====== Text provided ======

# Setup

## Load Dataset

In [1]:
datasets_root = 'datasets'
dataset_id = 'FUNSD_polygon_augmented'

In [2]:
from datasets import Dataset
from pathlib import Path
import json
from transformers import LayoutLMv3FeatureExtractor, AutoTokenizer, LayoutLMv3Processor
from datasets import Features, Sequence, ClassLabel, Value, Array2D
from PIL import Image
from functools import partial

### Load dataset
Generate a Dataset object from a generator function that contains the paths of the images and annotations.

In [3]:
def generate_samples(folder):
    images_path = Path(folder) / 'images'
    annotations_path = Path(folder) / 'annotations'
    
    images = list(images_path.glob('*.png'))
    
    for image_path in images:
        image_id = image_path.stem
        annotation_path = annotations_path / f'{image_id}.json'
        yield {
            'image_path': str(image_path),
            'annotation_path': str(annotation_path)
        }

def get_features_type():
    return Features({
        "image_path": Value("string"),
        "annotation_path": Value("string")
    })

def get_dataset_folder(split='train'):
    if split == 'train':
        path = Path(datasets_root) / dataset_id / 'dataset' / 'training_data'
    elif split == 'test':
        path = Path(datasets_root) / dataset_id / 'dataset' / 'testing_data'
    else:
        raise ValueError('split must be either "train" or "test"')
    
    return path



train_folder = get_dataset_folder()
train_dataset = Dataset.from_generator(partial(generate_samples, train_folder), features=get_features_type())
test_folder = get_dataset_folder('test')
test_dataset = Dataset.from_generator(partial(generate_samples, test_folder), features=get_features_type())

In [4]:
def get_unique_labels(folder):
    annotations_path = Path(folder) / 'annotations'
    unique_labels = set()

    for annotation_file in annotations_path.glob('*.json'):
        with open(annotation_file, 'r') as f:
            annotations = json.load(f)['form']
            for annotation in annotations:
                unique_labels.add(annotation['label'])

    return sorted(list(unique_labels))

labels = get_unique_labels(train_folder)
num_labels = len(labels)
label_to_id = {label: idx for idx, label in enumerate(labels)}
id_to_label = {idx: label for idx, label in enumerate(labels)}

### Preprocess dataset
Load the images and annotations, and encode them using the LayoutLMv3 processor.

In [16]:
# Initialize processor
model_id = "SCUT-DLVCLab/lilt-roberta-en-base"
feature_extractor = LayoutLMv3FeatureExtractor(apply_ocr=False)
tokenizer = AutoTokenizer.from_pretrained(model_id)
processor = LayoutLMv3Processor(feature_extractor, tokenizer)

# Custom features
features = Features(
    {
        "input_ids": Sequence(feature=Value(dtype="int64")),
        "attention_mask": Sequence(feature=Value(dtype="int64")),
        "polygon": Array2D(dtype="int64", shape=(512, 8)),
        "labels": Sequence(feature=ClassLabel(names=labels)),
    }
)

======

**Task description**
Answer from the dataset setup text:
(a) What value is assigned to dataset_id?
(b) Which file pattern does generate_samples use to find images in the images folder?
(c) What shape is set for the "polygon" feature?
The listing after this point isn't needed for anything here.

====== Dataset extract ======

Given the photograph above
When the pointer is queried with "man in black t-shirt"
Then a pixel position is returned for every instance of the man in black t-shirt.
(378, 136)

======

**Final answer**
(a) 'FUNSD_polygon_augmented'
(b) '*.png'
(c) (512, 8)